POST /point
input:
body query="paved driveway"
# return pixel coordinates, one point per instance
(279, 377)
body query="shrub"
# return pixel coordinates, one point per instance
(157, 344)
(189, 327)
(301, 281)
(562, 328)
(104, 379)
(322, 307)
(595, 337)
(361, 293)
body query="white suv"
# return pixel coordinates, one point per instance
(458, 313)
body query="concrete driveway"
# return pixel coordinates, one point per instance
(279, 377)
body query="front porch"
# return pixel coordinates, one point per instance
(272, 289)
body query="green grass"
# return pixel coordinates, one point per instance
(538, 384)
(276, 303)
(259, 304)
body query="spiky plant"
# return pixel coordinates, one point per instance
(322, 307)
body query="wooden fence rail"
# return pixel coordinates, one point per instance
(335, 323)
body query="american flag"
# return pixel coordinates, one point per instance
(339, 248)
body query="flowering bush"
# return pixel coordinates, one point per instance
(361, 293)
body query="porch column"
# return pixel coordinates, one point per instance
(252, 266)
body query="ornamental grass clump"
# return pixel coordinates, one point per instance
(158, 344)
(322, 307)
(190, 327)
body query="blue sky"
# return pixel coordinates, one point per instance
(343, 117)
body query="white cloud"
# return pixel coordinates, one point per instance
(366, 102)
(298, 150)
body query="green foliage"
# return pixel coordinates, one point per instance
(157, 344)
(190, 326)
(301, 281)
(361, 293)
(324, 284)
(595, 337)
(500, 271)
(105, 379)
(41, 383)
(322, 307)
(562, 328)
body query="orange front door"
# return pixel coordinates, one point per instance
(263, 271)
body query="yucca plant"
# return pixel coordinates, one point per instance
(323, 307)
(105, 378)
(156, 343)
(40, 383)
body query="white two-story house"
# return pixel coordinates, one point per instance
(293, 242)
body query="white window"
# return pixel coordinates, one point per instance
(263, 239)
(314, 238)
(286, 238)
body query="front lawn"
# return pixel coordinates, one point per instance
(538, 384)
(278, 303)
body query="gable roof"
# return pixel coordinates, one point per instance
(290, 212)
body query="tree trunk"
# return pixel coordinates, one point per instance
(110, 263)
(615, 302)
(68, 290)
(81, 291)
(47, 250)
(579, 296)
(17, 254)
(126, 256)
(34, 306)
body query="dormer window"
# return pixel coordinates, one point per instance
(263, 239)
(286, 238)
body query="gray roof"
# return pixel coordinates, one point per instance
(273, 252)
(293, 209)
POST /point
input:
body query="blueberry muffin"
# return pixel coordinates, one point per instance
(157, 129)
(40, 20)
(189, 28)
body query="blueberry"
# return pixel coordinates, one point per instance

────

# WORK TO COMPLETE
Write out the entries above word for word.

# WORKED ANSWER
POST /point
input:
body query="paved driveway"
# return pixel coordinates, one point per instance
(279, 377)
body query="shrub"
# return pixel coordinates, one point per instance
(157, 344)
(189, 327)
(301, 281)
(562, 328)
(104, 379)
(322, 307)
(595, 337)
(361, 293)
body query="white suv"
# return pixel coordinates, one point per instance
(458, 313)
body query="concrete driveway"
# return pixel coordinates, one point per instance
(279, 377)
body query="front porch"
# return pixel coordinates, one point per instance
(272, 289)
body query="green grass"
# return pixel coordinates, one point per instance
(538, 384)
(276, 303)
(259, 304)
body query="spiky plant"
# return pixel coordinates, one point per instance
(322, 307)
body query="wooden fence rail"
# return pixel coordinates, one point per instance
(335, 323)
body query="american flag"
# return pixel coordinates, one point per instance
(339, 248)
body query="flowering bush"
# return pixel coordinates, one point per instance
(361, 293)
body query="porch column"
# return pixel coordinates, one point per instance
(252, 266)
body query="ornamental grass clump"
# return pixel coordinates, one point per instance
(158, 344)
(322, 307)
(190, 327)
body query="blue sky"
# return pixel coordinates, one point per instance
(343, 117)
body query="white cloud"
# return pixel coordinates, one point per instance
(366, 102)
(298, 150)
body query="green foliage"
# return pixel coordinates, one point per instance
(157, 344)
(190, 326)
(301, 281)
(361, 293)
(324, 284)
(595, 337)
(500, 271)
(105, 379)
(41, 383)
(322, 307)
(562, 328)
body query="orange front door"
# return pixel coordinates, one point per instance
(263, 271)
body query="yucca plant"
# return pixel coordinates, one point per instance
(323, 307)
(105, 378)
(156, 343)
(40, 383)
body query="white two-story house"
# return pixel coordinates, one point per instance
(293, 242)
body query="white window"
# return pixel coordinates, one point per instance
(263, 239)
(314, 238)
(286, 238)
body query="front lawn"
# return pixel coordinates, one point per instance
(538, 384)
(278, 303)
body query="gable roof"
# return pixel coordinates, one point per instance
(290, 212)
body query="tree trunk"
# return pixel coordinates, one point per instance
(110, 263)
(615, 302)
(68, 290)
(81, 291)
(47, 250)
(579, 296)
(17, 254)
(126, 256)
(34, 306)
body query="dormer window"
# return pixel coordinates, one point per instance
(263, 239)
(286, 238)
body query="gray roof"
# return pixel coordinates, one point per instance
(273, 252)
(293, 209)
POST /point
input:
body query="blueberry muffin"
# return pixel coordinates, one point per instance
(157, 129)
(40, 20)
(189, 28)
body query="blueberry"
# return pixel coordinates, one point per instance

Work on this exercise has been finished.